* [WORK ORDER]:
Using the listing below, copy exactly the lines from the one containing "out like [1096,791]." to the one containing "Query: blue sky", both lines included, and no others.

* [EXTRACTED INFORMATION]:
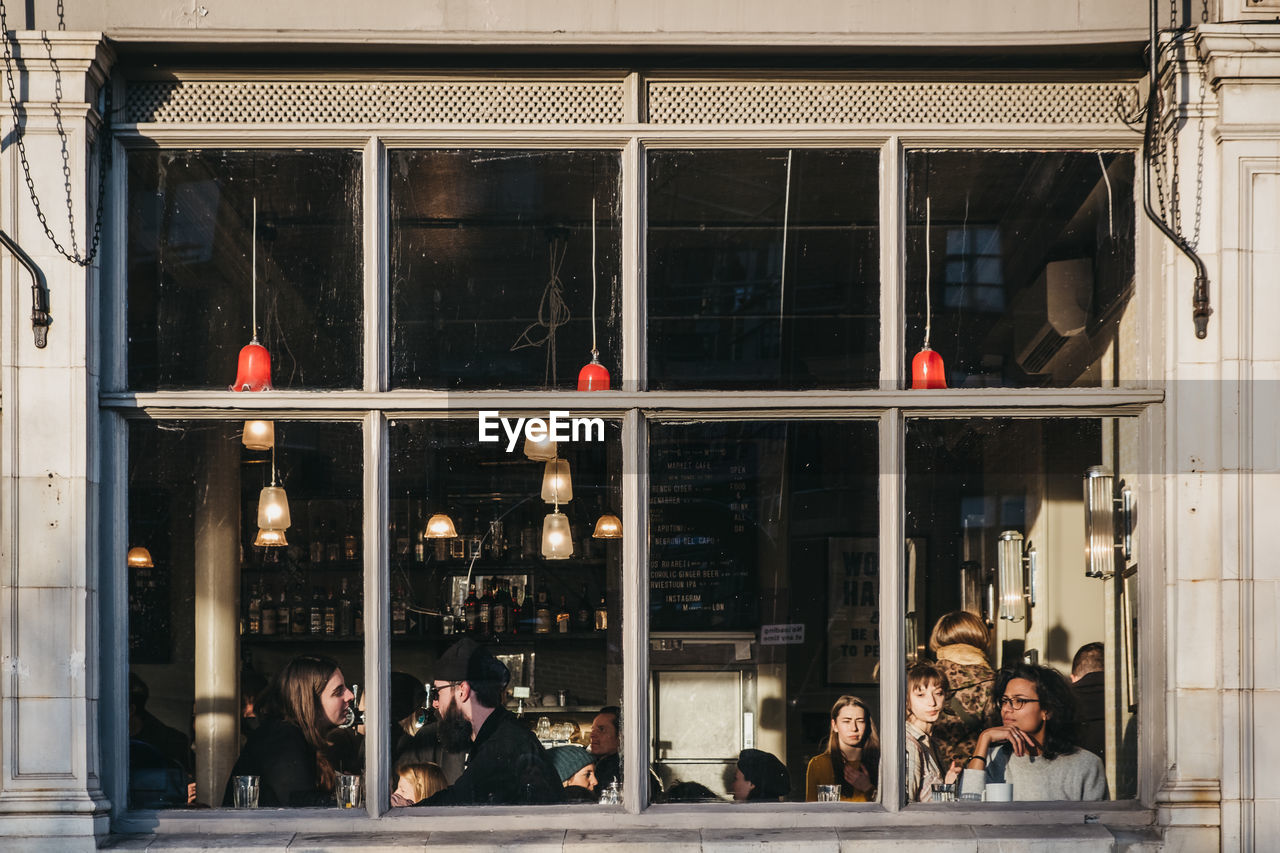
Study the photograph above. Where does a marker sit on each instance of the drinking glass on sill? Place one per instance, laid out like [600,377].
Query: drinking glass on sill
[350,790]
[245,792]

* * *

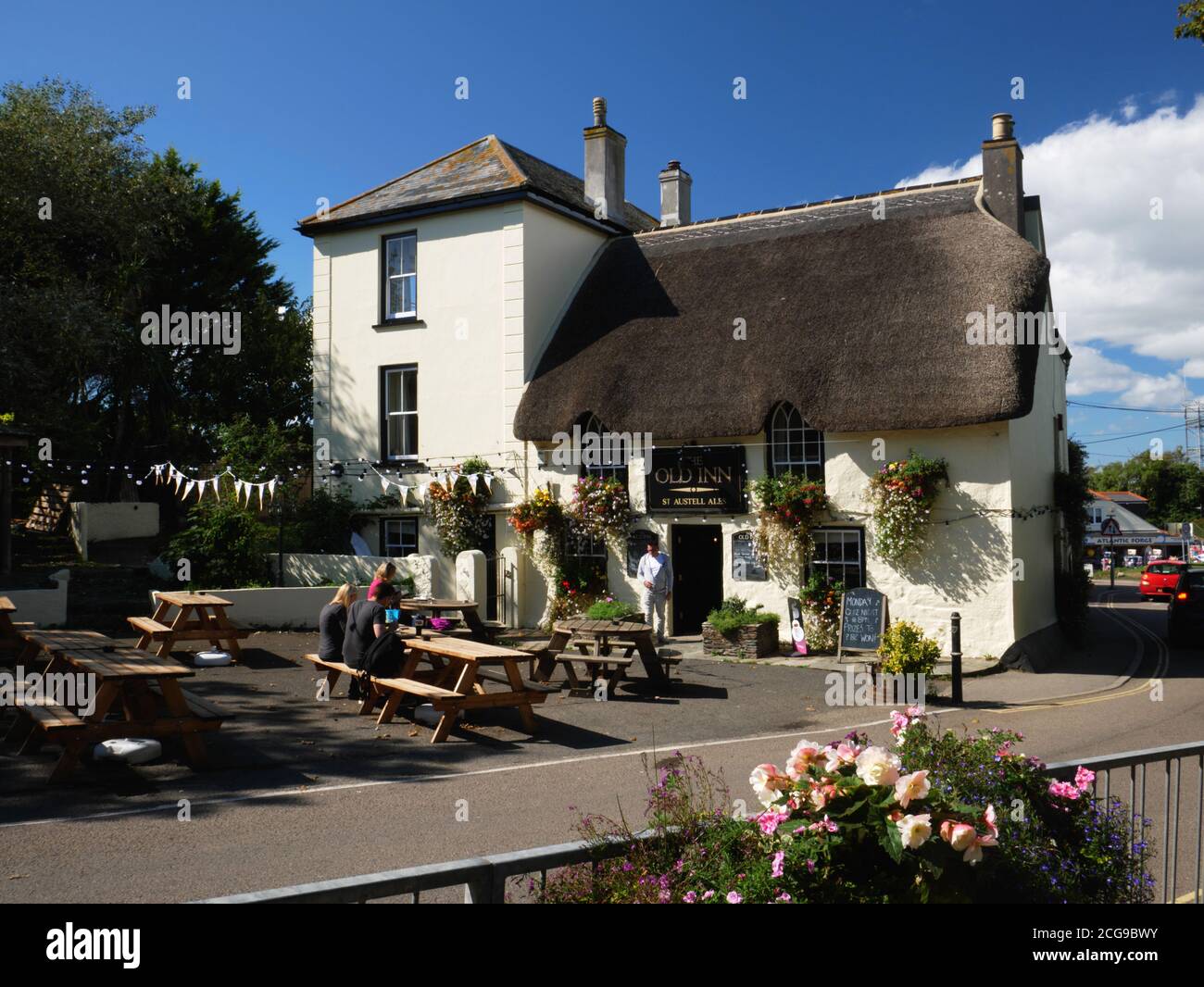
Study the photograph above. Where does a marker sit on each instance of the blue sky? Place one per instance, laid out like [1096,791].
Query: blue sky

* [RESPONSE AREA]:
Study the photograph above. Where does a marker sit on each instance of the blue sky? Place one per instance, laid out like [1096,791].
Query: blue sky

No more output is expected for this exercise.